[Start of Attachment]

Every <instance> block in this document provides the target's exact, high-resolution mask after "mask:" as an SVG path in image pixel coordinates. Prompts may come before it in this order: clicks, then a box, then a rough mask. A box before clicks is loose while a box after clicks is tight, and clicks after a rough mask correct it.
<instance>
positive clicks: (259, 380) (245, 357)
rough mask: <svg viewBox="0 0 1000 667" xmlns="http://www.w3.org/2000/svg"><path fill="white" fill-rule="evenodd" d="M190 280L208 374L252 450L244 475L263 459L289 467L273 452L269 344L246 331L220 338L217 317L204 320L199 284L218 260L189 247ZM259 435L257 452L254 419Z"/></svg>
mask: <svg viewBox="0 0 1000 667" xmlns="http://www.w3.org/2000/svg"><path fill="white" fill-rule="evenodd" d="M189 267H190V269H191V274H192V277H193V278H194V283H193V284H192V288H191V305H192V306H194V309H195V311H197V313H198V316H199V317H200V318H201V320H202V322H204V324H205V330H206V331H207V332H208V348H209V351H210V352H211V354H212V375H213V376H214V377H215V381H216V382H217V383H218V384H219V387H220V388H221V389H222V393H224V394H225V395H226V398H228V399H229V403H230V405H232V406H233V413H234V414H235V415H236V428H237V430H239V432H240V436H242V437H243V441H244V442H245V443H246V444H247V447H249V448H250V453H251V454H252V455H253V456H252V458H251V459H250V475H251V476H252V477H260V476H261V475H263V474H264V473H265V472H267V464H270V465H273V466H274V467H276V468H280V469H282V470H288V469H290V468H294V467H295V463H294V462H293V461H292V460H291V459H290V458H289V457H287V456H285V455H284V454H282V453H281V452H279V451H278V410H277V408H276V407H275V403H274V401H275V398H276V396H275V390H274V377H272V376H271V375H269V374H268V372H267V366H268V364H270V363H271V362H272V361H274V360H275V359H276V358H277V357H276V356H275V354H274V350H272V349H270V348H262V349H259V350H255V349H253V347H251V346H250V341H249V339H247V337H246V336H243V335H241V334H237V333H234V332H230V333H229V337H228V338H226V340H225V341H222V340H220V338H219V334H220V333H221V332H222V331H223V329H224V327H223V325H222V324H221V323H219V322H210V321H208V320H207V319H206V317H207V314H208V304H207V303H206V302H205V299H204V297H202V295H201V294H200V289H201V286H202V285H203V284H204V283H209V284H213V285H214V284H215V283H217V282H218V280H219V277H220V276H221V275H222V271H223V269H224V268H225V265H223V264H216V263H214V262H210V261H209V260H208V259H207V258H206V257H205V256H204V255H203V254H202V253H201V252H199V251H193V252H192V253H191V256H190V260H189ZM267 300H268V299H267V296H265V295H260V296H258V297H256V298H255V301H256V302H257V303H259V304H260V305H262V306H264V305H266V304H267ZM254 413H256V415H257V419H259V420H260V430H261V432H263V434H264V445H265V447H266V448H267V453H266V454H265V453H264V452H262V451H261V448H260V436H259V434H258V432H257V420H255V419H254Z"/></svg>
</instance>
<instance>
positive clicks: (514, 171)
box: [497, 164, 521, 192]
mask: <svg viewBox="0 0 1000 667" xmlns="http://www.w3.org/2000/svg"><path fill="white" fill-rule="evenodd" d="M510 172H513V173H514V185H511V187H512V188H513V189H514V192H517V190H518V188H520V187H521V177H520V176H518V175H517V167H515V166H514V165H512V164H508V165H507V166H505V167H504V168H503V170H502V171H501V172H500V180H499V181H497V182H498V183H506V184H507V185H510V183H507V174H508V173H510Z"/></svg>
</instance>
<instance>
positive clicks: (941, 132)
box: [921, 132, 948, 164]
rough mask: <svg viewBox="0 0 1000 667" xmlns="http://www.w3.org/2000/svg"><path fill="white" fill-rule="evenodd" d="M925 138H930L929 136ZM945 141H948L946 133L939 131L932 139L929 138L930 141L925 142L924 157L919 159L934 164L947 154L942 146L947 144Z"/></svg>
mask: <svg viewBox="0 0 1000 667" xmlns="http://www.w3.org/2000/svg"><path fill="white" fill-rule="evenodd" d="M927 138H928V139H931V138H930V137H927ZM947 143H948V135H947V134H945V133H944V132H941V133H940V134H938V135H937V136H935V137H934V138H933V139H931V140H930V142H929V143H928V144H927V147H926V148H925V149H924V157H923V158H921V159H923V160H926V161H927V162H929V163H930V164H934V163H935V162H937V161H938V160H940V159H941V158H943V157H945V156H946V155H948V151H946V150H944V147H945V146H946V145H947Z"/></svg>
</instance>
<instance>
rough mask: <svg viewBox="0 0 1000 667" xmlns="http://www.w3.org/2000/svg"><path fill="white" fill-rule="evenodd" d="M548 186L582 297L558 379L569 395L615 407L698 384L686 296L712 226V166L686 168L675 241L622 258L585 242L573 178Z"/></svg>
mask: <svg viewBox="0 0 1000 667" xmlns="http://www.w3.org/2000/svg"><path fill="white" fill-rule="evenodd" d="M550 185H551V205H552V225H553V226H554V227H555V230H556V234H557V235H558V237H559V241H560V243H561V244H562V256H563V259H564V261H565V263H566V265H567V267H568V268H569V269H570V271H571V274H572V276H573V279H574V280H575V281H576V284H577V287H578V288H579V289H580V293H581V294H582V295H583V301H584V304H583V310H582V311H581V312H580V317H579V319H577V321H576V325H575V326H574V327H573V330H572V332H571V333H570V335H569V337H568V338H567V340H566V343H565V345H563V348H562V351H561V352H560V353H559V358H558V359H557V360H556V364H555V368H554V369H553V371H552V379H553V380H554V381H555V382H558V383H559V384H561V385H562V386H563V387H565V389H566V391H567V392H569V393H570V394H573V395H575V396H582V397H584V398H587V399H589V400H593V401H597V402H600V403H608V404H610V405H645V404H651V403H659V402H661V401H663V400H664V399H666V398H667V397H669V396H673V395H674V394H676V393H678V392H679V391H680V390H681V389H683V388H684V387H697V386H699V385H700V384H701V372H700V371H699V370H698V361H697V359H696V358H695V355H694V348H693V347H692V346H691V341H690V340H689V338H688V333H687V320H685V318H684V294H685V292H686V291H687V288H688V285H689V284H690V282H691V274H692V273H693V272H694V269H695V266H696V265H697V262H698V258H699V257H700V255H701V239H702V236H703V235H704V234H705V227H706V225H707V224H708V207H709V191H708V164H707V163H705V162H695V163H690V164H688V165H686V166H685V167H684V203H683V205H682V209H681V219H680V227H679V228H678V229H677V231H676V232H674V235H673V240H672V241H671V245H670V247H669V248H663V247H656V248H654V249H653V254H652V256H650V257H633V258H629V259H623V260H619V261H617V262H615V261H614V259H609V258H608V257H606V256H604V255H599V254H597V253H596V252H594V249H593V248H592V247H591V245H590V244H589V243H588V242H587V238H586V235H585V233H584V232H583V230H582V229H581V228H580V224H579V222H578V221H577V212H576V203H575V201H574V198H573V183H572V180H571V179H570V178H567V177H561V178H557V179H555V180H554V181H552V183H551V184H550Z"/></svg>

[End of Attachment]

__Task statement__
Both end lines included, restate word for word the lines above from the line with "box: [497, 164, 521, 192]" to the line with "box: [921, 132, 948, 164]", and nothing else.

__Result of the exercise__
box: [497, 164, 521, 192]
mask: <svg viewBox="0 0 1000 667" xmlns="http://www.w3.org/2000/svg"><path fill="white" fill-rule="evenodd" d="M510 172H513V173H514V185H511V187H512V188H513V189H514V192H517V190H518V188H520V187H521V177H520V176H518V175H517V167H515V166H514V165H512V164H508V165H507V166H505V167H504V168H503V170H502V171H501V172H500V180H499V181H497V182H498V183H506V184H507V185H510V183H507V174H508V173H510Z"/></svg>
</instance>
<instance>
positive clicks: (941, 132)
box: [921, 132, 948, 164]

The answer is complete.